* DIRECTIONS FOR THIS TASK: From the first line to the last, print the data exactly as written.

* PROVIDED RECORDS:
------------------------------------------------------------------------

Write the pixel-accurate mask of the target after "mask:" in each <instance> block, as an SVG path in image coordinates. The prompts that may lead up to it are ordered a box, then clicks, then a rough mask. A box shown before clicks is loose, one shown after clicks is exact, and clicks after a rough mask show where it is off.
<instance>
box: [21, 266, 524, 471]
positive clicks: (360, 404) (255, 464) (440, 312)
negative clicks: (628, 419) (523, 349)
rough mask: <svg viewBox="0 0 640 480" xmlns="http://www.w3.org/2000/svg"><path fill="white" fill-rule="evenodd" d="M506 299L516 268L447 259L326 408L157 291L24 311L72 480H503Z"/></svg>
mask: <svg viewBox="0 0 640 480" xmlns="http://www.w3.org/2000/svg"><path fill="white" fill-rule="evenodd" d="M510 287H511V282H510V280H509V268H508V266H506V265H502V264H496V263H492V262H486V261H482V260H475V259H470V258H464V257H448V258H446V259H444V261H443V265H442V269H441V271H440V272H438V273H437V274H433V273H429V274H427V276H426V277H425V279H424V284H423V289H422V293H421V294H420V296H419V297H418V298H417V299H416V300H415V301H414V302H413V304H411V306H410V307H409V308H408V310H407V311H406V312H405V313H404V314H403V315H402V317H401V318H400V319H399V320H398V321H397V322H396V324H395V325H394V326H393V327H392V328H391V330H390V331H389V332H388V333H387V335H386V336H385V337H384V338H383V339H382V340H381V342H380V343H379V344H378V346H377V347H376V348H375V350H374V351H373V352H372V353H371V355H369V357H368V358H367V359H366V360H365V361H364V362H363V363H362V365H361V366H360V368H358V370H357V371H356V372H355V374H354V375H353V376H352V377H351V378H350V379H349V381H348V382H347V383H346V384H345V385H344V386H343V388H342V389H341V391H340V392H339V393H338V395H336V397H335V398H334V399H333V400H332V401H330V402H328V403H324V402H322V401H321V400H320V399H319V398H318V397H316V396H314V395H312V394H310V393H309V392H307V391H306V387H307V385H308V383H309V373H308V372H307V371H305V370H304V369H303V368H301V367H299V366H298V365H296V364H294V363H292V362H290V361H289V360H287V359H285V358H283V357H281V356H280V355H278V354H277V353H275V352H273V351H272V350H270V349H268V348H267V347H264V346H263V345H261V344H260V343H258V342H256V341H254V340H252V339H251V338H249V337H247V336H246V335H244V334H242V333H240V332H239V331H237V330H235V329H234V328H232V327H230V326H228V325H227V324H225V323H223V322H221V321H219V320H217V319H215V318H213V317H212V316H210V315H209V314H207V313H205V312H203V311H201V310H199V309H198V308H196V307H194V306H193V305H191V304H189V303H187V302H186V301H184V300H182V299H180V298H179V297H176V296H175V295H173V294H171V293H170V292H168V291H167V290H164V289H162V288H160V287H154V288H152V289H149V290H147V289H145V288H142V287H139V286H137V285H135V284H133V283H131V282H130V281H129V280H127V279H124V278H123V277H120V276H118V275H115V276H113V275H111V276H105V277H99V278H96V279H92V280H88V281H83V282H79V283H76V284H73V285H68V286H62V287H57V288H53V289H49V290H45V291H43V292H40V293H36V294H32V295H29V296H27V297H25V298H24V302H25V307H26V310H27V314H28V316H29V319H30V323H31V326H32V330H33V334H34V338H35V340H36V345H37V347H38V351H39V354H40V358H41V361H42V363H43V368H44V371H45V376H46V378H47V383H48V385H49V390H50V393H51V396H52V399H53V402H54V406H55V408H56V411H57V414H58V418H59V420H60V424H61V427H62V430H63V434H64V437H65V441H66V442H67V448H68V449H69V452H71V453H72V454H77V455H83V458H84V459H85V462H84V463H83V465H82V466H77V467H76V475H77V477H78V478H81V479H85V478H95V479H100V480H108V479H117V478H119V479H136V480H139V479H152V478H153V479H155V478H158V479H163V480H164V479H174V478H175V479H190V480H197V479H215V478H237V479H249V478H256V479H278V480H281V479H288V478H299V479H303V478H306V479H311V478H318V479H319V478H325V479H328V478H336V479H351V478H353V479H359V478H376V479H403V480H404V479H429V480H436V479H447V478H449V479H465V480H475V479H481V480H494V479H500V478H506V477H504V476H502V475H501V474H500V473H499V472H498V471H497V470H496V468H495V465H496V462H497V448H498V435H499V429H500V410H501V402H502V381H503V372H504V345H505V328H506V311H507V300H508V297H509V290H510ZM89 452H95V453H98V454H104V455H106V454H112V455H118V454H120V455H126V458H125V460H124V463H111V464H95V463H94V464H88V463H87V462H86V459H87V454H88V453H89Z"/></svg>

------------------------------------------------------------------------

* RESULT OF THIS EXERCISE:
Write the pixel-accurate mask of the target after "mask:" in each <instance> block, as an SVG path in image coordinates. The prompts that may lead up to it are ordered a box, then clicks, then a rough mask. A box shown before clicks is loose, one shown after clicks is exact, and clicks after a rough mask show where it is off.
<instance>
box: [21, 266, 524, 471]
positive clicks: (360, 404) (255, 464) (440, 312)
negative clicks: (628, 419) (523, 349)
rough mask: <svg viewBox="0 0 640 480" xmlns="http://www.w3.org/2000/svg"><path fill="white" fill-rule="evenodd" d="M506 299L516 268L447 259L326 408L157 291L24 311L72 480H503Z"/></svg>
mask: <svg viewBox="0 0 640 480" xmlns="http://www.w3.org/2000/svg"><path fill="white" fill-rule="evenodd" d="M510 287H511V282H510V280H509V268H508V266H506V265H502V264H496V263H492V262H486V261H482V260H475V259H470V258H464V257H448V258H446V259H444V261H443V265H442V269H441V271H440V272H438V273H437V274H433V273H429V274H427V276H426V277H425V279H424V284H423V289H422V293H421V294H420V296H419V297H418V298H417V299H416V300H415V301H414V302H413V304H411V306H410V307H409V308H408V310H407V311H406V312H405V313H404V314H403V315H402V317H401V318H400V319H399V320H398V321H397V322H396V324H395V325H394V326H393V327H392V328H391V330H390V331H389V332H388V333H387V335H386V336H385V337H384V338H383V339H382V340H381V342H380V343H379V344H378V346H377V347H376V348H375V350H374V351H373V352H372V353H371V355H369V357H368V358H367V359H366V360H365V361H364V362H363V363H362V365H361V366H360V368H358V370H357V371H356V372H355V374H354V375H353V376H352V377H351V378H350V379H349V381H348V382H347V383H346V384H345V385H344V386H343V388H342V389H341V391H340V392H339V393H338V395H336V397H335V398H334V399H333V400H332V401H330V402H328V403H324V402H322V401H321V400H320V399H319V398H318V397H316V396H314V395H312V394H310V393H309V392H307V391H306V387H307V385H308V383H309V373H308V372H307V371H305V370H304V369H303V368H301V367H299V366H298V365H296V364H294V363H292V362H290V361H289V360H287V359H285V358H283V357H281V356H280V355H278V354H277V353H275V352H273V351H272V350H270V349H268V348H267V347H264V346H263V345H261V344H260V343H258V342H256V341H254V340H252V339H251V338H249V337H247V336H246V335H244V334H242V333H240V332H239V331H237V330H235V329H234V328H232V327H230V326H228V325H227V324H225V323H223V322H221V321H219V320H217V319H215V318H213V317H212V316H210V315H209V314H207V313H205V312H203V311H201V310H199V309H198V308H196V307H194V306H193V305H191V304H189V303H187V302H186V301H184V300H182V299H180V298H179V297H176V296H175V295H173V294H171V293H170V292H168V291H167V290H164V289H162V288H160V287H154V288H152V289H149V290H147V289H145V288H142V287H139V286H137V285H135V284H133V283H131V282H130V281H129V280H127V279H124V278H123V277H120V276H118V275H115V276H113V275H111V276H105V277H99V278H96V279H92V280H88V281H83V282H79V283H76V284H73V285H68V286H62V287H57V288H53V289H49V290H45V291H43V292H40V293H36V294H32V295H29V296H27V297H25V298H24V302H25V307H26V310H27V314H28V316H29V319H30V323H31V326H32V330H33V334H34V338H35V340H36V345H37V347H38V351H39V354H40V358H41V361H42V363H43V368H44V371H45V376H46V378H47V383H48V385H49V390H50V393H51V396H52V399H53V402H54V406H55V408H56V411H57V414H58V418H59V420H60V424H61V427H62V430H63V434H64V437H65V441H66V442H67V448H68V449H69V452H71V453H72V454H77V455H83V458H84V459H85V462H84V463H83V465H82V466H77V467H76V475H77V477H78V478H81V479H85V478H95V479H100V480H108V479H117V478H119V479H136V480H139V479H152V478H153V479H155V478H158V479H163V480H164V479H174V478H175V479H190V480H197V479H215V478H237V479H249V478H256V479H278V480H281V479H288V478H299V479H303V478H306V479H311V478H318V479H319V478H325V479H328V478H336V479H351V478H353V479H359V478H376V479H403V480H404V479H429V480H436V479H447V478H449V479H465V480H475V479H481V480H494V479H500V478H506V477H504V476H502V475H501V474H500V473H499V472H498V471H497V470H496V468H495V465H496V462H497V448H498V435H499V429H500V410H501V402H502V381H503V372H504V345H505V328H506V311H507V300H508V297H509V290H510ZM89 452H95V453H98V454H104V455H106V454H112V455H118V454H120V455H126V458H125V460H124V463H111V464H95V463H94V464H88V463H87V462H86V459H87V454H88V453H89Z"/></svg>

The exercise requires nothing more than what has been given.